▶ _TEXT EXCERPT_
..........
Roy and I attended the American Conservatory Theater production of John Ford's 'Tis Pity She's a Whore on Saturday. So a couple of quick notes ...
'Tis Pity She's a Whore is a 1630-something revenge play, a sort of combination of Hamlet and Romeo and Juliet with an incest theme. I enjoyed the fast interweaving of scenes and subplots, the comic relief, the skulduggery and dark corners. Not to put to fine a point on it, but classic drama incorporates techniques of oral performance because its audiences were schooled in the oral text. The audience wants to be told when someone is hiding, when someone is thinking something other than what he says; they expect it.
The performance at ACT was sublime, notwithstanding the rather pissy review in the Chron. Two points, external to the action. "Walt Spangler's industrial-baroque cathedral set" served both to invoke the period by reason of how its barren complexity motivates the complexity of action and interplay of choreography. They made plays with fewer gee-gaws back then, and audiences were better trained in suspension of disbelief. The set invoked that history. But the most striking aspect of the set was composer, cellist and vocalist Bonfire Madigan Shive situated like an angel amidst a riot of seeming organ pipes. Her haunting, electrifying music, both instrumental and vocal, punctuated the fear and the dread and ultimately the horror. The audience rewarded her with the most heartfelt of the ovations. Hers is a striking talent that must have greater play as life winds on.
This is a gruesome play, too gruesome, frankly, to have been written in our more squeamish century. Perloff, the director, led at least me to believe in the climactic moment that it was the fetus that was slaughtered, but all the references are to the murdered sister and lover having her heart ripped out bodily. The notion of the slaughter of the unborn seems a nod to modern sensibilities ... the Aztec-ish heart extraction seems blunt to us.
The audience laughed at a few things out of key ... several references to the inferior position of women, and pointedly to a line where Vazquez trumpets that a Spaniard out-revenged his dead Italian master. As an audience, I prefer to pretend that I am somewhere else ... more's the pity that the yappy old bags behind couldn't shut up long enough to pretend anything that their tiny, perfume-addled minds might imagine. Ooops, too cranky.
..........
▶ _TASKS TO COMPLETE_
**A.** Write out the passage of the theater review between "Roy and I attended" and "they expect it.", inclusive.
**B.** Answer these questions using the theater review:
(i) Which theater company put on the production?
(ii) Whose set is described as an "industrial-baroque cathedral"?
(iii) What is the surname of the director?
..........
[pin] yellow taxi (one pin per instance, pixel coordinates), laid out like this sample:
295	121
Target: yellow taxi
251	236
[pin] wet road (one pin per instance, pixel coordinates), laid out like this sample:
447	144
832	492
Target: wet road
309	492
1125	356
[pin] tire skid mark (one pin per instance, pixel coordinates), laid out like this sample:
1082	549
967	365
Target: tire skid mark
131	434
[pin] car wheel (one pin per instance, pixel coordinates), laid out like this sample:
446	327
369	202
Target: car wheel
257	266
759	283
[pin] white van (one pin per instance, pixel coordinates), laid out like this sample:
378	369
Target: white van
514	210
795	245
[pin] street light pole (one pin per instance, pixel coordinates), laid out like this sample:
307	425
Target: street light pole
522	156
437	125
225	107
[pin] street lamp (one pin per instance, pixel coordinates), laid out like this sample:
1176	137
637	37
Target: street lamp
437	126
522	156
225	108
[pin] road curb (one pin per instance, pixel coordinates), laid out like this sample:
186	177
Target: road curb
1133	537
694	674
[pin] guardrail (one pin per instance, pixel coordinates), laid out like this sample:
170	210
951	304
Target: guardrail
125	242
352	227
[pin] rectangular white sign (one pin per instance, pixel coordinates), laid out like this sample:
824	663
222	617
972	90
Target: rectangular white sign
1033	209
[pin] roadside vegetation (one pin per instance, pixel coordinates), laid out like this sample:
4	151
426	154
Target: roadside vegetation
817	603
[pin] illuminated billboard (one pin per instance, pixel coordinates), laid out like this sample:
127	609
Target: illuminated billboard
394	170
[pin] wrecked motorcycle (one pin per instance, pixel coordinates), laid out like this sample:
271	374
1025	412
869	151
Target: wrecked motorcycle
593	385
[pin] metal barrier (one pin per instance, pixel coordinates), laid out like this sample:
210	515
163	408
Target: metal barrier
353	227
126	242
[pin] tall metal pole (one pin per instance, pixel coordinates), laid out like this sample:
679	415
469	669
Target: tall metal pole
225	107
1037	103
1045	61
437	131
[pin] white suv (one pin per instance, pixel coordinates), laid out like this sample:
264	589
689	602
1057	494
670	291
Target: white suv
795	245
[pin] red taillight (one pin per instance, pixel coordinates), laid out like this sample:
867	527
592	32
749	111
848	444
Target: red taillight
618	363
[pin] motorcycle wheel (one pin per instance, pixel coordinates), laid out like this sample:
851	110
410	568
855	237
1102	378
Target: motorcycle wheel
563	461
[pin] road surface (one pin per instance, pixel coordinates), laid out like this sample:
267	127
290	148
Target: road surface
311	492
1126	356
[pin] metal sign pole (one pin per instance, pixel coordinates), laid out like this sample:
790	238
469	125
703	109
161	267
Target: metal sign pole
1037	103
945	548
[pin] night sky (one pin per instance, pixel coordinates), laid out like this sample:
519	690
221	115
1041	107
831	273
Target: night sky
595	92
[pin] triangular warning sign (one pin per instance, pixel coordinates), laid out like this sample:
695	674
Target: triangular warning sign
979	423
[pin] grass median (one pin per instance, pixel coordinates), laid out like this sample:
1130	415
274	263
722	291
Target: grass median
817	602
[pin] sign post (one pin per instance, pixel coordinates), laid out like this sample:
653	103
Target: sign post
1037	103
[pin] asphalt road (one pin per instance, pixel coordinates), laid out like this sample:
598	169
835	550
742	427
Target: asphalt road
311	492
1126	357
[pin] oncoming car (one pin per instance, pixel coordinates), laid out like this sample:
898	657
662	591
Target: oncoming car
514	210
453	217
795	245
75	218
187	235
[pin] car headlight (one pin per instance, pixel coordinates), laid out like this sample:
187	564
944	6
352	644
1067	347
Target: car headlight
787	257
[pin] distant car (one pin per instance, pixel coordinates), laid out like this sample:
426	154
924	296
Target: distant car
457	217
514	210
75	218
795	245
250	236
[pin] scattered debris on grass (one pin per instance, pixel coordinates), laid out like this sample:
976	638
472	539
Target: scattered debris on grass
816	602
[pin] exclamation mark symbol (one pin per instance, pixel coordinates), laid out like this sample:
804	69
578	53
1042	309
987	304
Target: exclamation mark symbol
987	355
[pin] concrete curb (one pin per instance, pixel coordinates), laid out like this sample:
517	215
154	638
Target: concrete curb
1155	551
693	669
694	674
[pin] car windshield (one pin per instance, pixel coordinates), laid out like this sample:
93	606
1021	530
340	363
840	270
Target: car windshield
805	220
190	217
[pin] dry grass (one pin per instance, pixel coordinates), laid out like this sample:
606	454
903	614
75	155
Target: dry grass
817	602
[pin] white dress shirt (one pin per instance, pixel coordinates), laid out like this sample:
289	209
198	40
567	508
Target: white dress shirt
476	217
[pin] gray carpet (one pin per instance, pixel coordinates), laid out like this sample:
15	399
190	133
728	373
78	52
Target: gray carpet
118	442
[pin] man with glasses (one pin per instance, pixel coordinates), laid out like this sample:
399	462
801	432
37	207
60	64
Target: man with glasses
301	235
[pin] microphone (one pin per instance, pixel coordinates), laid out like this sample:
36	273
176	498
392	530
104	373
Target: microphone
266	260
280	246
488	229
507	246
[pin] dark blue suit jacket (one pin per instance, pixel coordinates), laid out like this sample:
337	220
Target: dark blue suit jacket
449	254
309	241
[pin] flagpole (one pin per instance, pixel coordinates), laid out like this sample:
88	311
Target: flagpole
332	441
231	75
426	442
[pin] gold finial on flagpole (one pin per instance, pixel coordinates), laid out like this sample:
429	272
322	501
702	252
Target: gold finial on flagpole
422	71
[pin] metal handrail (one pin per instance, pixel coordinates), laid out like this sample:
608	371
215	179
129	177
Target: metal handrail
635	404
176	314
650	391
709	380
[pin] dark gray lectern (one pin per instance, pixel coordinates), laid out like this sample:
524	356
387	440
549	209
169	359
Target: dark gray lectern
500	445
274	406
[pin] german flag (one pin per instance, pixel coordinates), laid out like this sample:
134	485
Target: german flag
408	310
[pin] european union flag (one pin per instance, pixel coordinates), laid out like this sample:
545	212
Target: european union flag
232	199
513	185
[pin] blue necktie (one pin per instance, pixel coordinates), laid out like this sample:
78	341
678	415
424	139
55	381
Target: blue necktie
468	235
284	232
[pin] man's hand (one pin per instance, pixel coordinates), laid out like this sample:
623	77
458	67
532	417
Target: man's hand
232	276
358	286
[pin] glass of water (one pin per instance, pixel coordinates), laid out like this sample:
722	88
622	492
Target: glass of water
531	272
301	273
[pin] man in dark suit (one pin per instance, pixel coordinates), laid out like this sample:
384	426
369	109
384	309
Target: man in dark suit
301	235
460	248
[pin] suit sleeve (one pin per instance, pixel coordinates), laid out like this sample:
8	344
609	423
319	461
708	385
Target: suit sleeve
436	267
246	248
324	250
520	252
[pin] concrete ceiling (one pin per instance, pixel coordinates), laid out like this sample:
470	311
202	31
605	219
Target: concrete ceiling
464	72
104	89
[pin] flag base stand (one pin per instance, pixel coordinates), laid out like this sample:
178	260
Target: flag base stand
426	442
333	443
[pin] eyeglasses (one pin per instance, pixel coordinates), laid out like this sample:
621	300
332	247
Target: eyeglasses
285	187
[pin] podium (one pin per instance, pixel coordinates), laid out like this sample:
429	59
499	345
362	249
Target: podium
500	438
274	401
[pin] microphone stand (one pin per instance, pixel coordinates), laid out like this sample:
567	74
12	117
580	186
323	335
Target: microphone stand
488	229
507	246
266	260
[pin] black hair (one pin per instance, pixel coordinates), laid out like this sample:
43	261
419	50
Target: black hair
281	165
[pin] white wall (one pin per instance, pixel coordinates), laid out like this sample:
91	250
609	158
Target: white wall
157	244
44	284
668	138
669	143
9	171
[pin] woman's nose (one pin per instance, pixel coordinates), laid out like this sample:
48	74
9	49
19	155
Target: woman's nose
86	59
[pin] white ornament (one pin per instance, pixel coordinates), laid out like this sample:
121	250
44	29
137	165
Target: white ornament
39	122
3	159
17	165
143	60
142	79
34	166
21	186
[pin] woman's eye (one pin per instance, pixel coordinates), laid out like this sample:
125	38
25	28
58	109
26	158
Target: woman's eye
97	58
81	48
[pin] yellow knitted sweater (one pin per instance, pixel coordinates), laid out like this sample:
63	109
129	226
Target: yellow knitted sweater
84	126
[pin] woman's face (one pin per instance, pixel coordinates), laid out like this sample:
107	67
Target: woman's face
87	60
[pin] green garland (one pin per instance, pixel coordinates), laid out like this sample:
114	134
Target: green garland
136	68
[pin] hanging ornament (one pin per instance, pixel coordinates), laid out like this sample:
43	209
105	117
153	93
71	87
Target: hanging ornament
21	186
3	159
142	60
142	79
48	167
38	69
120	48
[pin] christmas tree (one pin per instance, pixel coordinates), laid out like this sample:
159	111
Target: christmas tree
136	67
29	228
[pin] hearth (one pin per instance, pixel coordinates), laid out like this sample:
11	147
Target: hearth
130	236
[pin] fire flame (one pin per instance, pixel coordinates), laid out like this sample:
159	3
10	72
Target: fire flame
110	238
..........
▶ _ANSWERS FOR THIS EXERCISE_
**A.**
Roy and I attended the American Conservatory Theater production of John Ford's 'Tis Pity She's a Whore on Saturday. So a couple of quick notes ...
'Tis Pity She's a Whore is a 1630-something revenge play, a sort of combination of Hamlet and Romeo and Juliet with an incest theme. I enjoyed the fast interweaving of scenes and subplots, the comic relief, the skulduggery and dark corners. Not to put to fine a point on it, but classic drama incorporates techniques of oral performance because its audiences were schooled in the oral text. The audience wants to be told when someone is hiding, when someone is thinking something other than what he says; they expect it.

**B.**
(i) The American Conservatory Theater.
(ii) Walt Spangler's.
(iii) Perloff.